TASK DETAILS
Copy out each line below that contains the word "asphalt".

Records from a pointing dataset

----------------

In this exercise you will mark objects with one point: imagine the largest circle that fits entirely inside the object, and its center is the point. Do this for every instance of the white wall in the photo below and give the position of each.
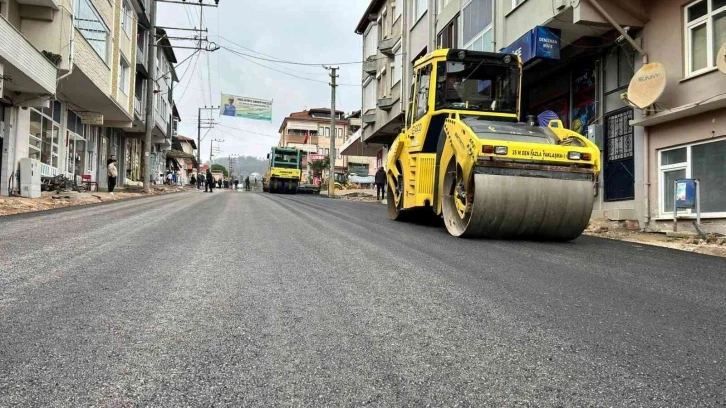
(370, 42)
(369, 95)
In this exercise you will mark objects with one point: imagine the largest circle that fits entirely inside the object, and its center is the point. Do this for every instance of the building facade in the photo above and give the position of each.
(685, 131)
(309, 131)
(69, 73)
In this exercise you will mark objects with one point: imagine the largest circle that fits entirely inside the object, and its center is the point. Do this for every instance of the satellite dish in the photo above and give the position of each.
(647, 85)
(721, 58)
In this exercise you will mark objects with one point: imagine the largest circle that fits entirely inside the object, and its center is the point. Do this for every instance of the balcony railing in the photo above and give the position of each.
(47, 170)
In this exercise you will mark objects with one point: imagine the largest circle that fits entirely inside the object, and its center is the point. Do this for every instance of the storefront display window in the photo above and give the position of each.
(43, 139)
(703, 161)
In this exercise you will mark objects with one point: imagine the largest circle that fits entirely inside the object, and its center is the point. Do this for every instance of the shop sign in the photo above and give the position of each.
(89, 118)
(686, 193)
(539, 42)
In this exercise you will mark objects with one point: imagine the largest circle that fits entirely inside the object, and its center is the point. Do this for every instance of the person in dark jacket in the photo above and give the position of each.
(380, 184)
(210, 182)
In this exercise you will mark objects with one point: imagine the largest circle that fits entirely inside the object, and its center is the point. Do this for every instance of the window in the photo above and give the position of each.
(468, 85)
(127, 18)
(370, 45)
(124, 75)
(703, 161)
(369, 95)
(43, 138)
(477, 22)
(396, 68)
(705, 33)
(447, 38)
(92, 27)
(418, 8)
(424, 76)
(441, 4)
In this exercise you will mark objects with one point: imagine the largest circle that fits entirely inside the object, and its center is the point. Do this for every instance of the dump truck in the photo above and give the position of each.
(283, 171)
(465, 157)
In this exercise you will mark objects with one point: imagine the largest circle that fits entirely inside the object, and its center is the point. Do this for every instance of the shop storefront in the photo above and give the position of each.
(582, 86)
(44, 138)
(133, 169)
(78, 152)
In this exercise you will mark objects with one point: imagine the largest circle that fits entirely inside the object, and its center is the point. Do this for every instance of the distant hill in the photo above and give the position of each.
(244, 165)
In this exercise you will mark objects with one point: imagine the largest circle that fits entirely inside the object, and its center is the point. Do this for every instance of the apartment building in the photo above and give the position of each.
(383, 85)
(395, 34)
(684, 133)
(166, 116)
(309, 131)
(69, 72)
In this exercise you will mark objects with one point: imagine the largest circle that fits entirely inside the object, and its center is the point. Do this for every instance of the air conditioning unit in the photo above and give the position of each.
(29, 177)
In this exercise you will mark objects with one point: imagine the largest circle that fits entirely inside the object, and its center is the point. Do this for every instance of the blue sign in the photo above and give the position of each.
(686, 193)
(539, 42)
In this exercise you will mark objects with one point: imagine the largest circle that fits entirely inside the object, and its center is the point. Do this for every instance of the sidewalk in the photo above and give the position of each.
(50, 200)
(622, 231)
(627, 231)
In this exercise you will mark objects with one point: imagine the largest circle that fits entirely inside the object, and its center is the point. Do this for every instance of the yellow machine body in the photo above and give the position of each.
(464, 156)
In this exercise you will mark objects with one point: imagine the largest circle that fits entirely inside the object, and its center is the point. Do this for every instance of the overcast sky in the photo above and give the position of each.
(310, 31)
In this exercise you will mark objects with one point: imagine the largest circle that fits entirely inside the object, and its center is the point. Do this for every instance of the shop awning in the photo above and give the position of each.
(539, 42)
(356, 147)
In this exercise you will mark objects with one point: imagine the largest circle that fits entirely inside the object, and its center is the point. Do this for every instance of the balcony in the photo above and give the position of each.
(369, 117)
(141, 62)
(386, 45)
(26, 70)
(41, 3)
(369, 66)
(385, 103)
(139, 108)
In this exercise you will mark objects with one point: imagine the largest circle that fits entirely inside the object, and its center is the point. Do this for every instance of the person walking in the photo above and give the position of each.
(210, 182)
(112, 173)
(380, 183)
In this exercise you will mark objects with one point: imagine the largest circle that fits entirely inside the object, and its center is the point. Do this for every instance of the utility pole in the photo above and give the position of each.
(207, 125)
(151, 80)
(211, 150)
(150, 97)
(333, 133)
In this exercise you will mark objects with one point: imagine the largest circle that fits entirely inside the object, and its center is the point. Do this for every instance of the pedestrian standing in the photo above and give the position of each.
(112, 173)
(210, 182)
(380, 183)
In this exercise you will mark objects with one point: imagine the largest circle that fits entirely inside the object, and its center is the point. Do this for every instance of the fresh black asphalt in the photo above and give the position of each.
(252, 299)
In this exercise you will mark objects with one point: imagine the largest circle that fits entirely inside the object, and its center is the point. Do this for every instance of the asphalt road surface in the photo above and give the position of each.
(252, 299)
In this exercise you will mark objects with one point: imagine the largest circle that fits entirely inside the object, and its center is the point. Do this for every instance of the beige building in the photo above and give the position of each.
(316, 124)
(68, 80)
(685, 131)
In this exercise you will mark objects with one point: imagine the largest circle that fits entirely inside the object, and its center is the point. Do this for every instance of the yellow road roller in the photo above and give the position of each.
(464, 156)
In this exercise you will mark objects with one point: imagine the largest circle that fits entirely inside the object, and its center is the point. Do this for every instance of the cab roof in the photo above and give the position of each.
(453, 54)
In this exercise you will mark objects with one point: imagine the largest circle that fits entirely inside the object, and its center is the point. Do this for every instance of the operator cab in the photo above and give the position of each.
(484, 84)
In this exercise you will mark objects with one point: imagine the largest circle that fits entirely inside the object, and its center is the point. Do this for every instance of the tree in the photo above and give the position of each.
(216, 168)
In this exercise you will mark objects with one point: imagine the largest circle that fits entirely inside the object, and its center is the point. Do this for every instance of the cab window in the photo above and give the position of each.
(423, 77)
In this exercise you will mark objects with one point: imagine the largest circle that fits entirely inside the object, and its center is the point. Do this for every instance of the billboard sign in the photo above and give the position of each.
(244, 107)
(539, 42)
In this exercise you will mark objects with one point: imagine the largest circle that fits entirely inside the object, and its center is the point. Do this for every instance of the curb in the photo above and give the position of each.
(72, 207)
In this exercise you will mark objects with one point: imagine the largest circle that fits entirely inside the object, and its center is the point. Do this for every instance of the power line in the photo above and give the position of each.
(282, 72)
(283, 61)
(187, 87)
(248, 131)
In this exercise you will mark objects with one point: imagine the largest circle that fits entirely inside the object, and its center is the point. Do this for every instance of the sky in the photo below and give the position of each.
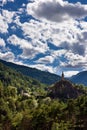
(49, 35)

----------------

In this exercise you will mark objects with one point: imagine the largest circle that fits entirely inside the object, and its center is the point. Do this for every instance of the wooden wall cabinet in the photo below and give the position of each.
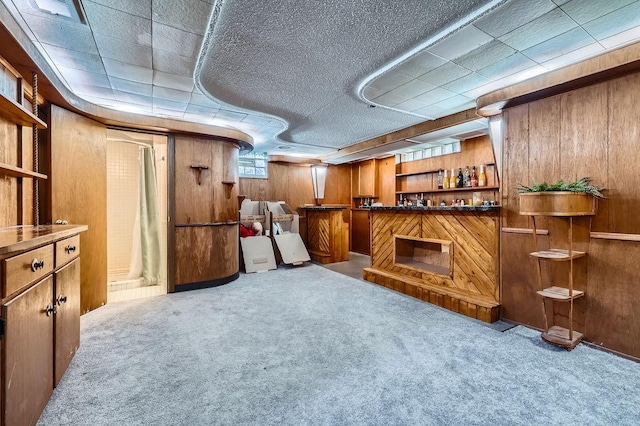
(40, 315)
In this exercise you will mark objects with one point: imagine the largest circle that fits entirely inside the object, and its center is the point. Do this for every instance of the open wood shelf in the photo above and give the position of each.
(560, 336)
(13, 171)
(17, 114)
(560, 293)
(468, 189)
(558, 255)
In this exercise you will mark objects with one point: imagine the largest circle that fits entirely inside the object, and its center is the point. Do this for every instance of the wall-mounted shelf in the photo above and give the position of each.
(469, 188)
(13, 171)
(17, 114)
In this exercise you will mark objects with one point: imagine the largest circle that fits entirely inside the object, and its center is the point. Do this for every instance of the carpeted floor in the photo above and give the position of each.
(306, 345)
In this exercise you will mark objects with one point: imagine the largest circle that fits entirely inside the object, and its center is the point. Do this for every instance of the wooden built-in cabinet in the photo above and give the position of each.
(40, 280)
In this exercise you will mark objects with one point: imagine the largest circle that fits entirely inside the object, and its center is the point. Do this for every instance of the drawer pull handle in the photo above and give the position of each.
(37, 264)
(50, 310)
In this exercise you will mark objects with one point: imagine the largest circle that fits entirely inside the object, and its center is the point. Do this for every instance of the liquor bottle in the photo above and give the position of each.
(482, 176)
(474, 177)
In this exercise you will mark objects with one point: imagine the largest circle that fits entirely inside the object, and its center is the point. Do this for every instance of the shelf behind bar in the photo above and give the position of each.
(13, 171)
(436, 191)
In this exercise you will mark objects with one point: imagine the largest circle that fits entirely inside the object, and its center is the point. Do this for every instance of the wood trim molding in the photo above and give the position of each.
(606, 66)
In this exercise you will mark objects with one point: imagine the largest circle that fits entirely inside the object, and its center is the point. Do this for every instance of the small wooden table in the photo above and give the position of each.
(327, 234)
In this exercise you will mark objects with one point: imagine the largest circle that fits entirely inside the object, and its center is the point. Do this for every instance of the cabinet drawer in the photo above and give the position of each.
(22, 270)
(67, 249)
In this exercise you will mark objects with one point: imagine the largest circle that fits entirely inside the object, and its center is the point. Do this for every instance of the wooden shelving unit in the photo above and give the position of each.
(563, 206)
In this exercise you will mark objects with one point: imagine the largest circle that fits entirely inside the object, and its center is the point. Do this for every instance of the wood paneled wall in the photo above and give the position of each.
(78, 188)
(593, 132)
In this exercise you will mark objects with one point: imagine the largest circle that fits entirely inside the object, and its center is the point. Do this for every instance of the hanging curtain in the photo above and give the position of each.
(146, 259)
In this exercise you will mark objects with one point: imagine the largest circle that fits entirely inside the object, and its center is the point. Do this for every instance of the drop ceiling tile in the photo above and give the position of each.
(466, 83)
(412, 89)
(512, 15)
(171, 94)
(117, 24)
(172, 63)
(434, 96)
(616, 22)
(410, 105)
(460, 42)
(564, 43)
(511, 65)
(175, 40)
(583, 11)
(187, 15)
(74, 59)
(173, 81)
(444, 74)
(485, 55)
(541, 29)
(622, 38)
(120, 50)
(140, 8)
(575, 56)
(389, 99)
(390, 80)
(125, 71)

----------------

WRITTEN SOLUTION
In this exercise you will mark objects with one point: imagine the largest circle that fits entirely inside the object, and its center is the point. Do this for every instance of the fresh black asphalt in the photo above and give the position of each.
In this exercise you will mark objects with one point: imagine the largest circle that fits entirely inside the object, and its center is the point. Do this for every instance of the asphalt road surface in the photo above and give the position of each.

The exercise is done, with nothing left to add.